** BEGIN Provided entries **
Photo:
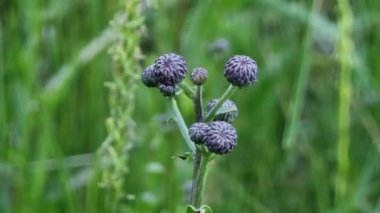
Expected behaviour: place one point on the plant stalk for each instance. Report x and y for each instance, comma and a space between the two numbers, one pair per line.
201, 179
198, 155
228, 93
187, 90
181, 124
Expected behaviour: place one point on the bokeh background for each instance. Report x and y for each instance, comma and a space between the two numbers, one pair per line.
80, 133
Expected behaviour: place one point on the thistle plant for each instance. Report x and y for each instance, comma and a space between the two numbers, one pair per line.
212, 133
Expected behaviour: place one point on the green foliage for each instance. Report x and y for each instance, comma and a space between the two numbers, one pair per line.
54, 106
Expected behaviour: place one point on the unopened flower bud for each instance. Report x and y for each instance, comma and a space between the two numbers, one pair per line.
241, 70
170, 69
197, 132
147, 76
221, 137
199, 76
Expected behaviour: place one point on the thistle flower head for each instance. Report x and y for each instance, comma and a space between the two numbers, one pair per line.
199, 76
221, 137
148, 78
197, 132
168, 91
240, 70
170, 69
229, 110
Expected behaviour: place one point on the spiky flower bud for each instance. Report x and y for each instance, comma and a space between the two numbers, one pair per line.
221, 137
228, 110
241, 70
168, 90
147, 76
197, 132
170, 69
199, 76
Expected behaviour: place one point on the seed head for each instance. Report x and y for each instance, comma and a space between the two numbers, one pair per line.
168, 91
148, 78
197, 132
221, 137
229, 110
241, 70
170, 69
199, 76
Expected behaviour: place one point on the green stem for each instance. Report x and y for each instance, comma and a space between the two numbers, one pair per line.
201, 179
228, 93
198, 155
181, 124
187, 90
345, 90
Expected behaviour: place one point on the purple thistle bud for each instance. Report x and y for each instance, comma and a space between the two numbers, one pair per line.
229, 110
170, 69
197, 132
241, 70
199, 76
221, 137
168, 91
147, 77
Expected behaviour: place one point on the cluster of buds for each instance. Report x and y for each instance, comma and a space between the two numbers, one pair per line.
219, 136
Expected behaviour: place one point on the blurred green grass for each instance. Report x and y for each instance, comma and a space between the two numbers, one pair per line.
50, 134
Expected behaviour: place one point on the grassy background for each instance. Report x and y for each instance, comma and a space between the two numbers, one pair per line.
306, 143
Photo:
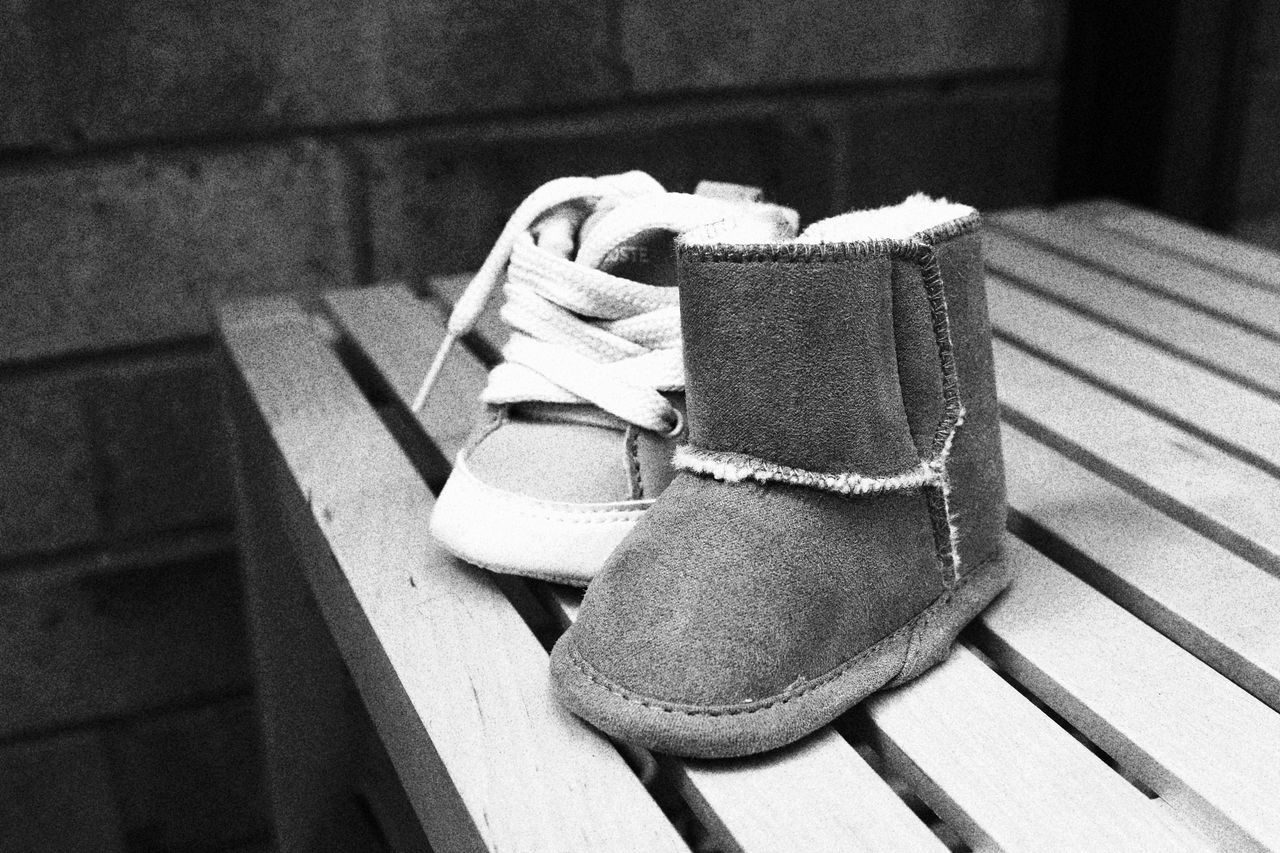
** END Provided entries **
§ **Given request**
Count the lines in the items above that contain the word "thistle". Reply with the number only.

§ **Final answer**
3